Monday, June 20, 2011

The Angola 3 Struggle Builds


Eight days ago, facing surgery, I decided to spend the weekend visiting Albert "Shaka Cinque" Woodfox, one of the Angola 3. Of all the places I might have gone and all the ways I might have spent that time forty-eight hours before going under the knife, I never really considered anywhere else.

I'm not alone in this. Another A3 supporter who had to drive even farther than the five hours I spent on the road (each way), came tearing into the visiting room at 3:00 p.m. on Saturday, announcing, "I know I won't get to stay long, but it's my birthday and I just had to see Woodfox on my birthday!"

The guard at the gate, knowing I was already inside, had asked her coming in, "Why do so many people want to come visit this man?"

"That's just who he is," Jackie replied.
I've been in the A3 fold now for three years. One letter to Shaka and he reeled me in like a bigmouth bass. It took us two years to get me on his visiting list, but if he's taught me anything so far, it's how to keep doing the next right thing until you prevail or die. This time, we prevailed.

Records from a collection:
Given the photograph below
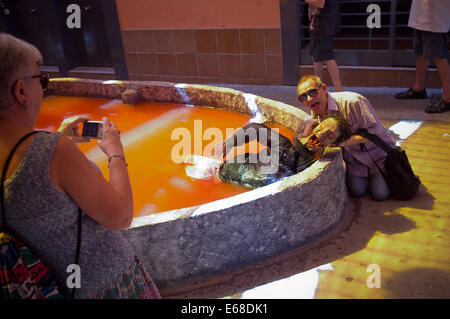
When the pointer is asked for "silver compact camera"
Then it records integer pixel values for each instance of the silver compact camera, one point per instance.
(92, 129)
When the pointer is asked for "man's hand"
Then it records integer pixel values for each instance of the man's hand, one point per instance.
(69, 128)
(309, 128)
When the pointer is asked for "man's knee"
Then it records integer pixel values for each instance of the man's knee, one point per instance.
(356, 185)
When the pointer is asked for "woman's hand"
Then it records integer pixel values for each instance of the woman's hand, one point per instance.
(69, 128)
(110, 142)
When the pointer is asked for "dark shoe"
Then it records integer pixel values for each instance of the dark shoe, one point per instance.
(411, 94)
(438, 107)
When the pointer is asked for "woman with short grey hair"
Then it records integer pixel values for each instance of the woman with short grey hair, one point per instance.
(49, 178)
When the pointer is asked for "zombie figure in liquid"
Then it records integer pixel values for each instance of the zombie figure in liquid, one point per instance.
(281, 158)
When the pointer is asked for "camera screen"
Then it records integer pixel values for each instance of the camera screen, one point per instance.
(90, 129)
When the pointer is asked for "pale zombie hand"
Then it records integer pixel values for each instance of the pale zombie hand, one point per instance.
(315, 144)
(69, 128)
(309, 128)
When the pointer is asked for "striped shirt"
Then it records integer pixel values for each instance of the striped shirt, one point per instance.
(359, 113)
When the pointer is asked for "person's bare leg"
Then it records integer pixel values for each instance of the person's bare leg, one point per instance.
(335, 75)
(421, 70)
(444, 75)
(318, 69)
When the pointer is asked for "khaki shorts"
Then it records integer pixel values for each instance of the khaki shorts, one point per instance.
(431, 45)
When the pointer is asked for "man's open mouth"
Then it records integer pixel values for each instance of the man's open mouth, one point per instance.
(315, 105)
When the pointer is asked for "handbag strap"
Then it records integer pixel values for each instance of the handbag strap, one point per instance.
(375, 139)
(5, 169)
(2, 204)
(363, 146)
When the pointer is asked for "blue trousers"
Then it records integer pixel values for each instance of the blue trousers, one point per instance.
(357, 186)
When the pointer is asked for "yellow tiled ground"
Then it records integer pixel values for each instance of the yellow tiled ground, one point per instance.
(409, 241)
---
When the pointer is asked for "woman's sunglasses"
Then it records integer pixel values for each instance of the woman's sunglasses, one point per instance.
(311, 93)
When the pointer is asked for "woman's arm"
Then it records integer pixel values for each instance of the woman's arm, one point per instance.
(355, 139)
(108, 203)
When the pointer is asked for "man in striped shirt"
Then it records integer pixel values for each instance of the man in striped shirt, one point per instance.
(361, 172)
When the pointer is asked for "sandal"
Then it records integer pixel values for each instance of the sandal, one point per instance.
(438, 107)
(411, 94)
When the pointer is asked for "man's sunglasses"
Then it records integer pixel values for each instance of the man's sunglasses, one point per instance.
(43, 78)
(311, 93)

Tasks for this exercise:
1) Retype the Angola 3 post, beginning at the words "The Angola 3 Struggle" and stopping after "considered anywhere else.".
2) Answer these questions about the Angola 3 post:
(a) How many hours did the writer spend on the road each way?
(b) What did the guard at the gate ask the visitor coming in?
(c) How long did it take to get the writer on Woodfox's visiting list?
You won't need the records for any of this.

Results:
1)
The Angola 3 Struggle Builds


Eight days ago, facing surgery, I decided to spend the weekend visiting Albert "Shaka Cinque" Woodfox, one of the Angola 3. Of all the places I might have gone and all the ways I might have spent that time forty-eight hours before going under the knife, I never really considered anywhere else.

2)
(a) Five hours.
(b) "Why do so many people want to come visit this man?"
(c) Two years.